##### DATA LISTING

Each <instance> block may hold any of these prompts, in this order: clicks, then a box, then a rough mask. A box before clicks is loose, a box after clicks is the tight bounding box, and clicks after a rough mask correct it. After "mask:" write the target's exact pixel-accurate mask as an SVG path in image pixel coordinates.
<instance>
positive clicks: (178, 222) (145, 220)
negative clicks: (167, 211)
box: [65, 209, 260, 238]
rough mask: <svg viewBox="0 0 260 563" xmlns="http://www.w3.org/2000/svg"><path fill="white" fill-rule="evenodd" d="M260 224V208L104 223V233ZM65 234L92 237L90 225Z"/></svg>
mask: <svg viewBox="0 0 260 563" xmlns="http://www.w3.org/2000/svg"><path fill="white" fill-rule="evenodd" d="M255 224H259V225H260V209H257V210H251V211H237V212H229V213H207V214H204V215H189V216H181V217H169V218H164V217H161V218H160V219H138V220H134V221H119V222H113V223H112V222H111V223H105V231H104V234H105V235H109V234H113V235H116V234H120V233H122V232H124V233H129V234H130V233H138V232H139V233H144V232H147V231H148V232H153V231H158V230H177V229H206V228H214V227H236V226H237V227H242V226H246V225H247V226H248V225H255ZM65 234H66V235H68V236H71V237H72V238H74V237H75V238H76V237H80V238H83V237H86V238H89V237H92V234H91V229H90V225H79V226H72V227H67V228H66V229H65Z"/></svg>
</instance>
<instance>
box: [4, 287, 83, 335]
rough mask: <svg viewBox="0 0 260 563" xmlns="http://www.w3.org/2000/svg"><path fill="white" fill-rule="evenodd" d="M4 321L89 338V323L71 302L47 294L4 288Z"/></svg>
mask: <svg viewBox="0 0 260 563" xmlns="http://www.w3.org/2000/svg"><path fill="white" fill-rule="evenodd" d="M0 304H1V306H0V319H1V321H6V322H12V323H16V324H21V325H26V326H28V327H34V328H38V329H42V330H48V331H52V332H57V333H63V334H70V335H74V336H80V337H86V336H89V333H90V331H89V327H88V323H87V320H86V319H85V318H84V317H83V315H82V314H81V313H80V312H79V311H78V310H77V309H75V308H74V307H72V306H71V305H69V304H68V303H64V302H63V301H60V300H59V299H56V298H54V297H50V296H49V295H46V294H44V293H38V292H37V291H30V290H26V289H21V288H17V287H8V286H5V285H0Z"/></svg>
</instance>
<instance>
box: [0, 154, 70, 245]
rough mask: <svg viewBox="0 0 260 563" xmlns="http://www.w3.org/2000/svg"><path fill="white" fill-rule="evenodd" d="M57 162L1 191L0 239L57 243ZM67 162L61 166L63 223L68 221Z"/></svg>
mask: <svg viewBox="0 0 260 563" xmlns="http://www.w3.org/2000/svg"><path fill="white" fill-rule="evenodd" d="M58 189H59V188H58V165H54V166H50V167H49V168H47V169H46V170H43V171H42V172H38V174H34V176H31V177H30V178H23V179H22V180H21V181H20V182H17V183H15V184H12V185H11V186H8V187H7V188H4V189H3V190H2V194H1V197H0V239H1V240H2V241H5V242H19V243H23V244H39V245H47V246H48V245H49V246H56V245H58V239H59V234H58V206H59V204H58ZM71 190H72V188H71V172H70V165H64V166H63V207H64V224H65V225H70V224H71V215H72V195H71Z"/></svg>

##########

▶ [EXERCISE DIRECTIONS] Give back exactly the lines above starting at the line where "positive clicks: (178, 222) (145, 220)" appears and ending at the line where "box: [65, 209, 260, 238]" appears, both included, with no other lines.

▶ [SOLUTION]
positive clicks: (178, 222) (145, 220)
negative clicks: (167, 211)
box: [65, 209, 260, 238]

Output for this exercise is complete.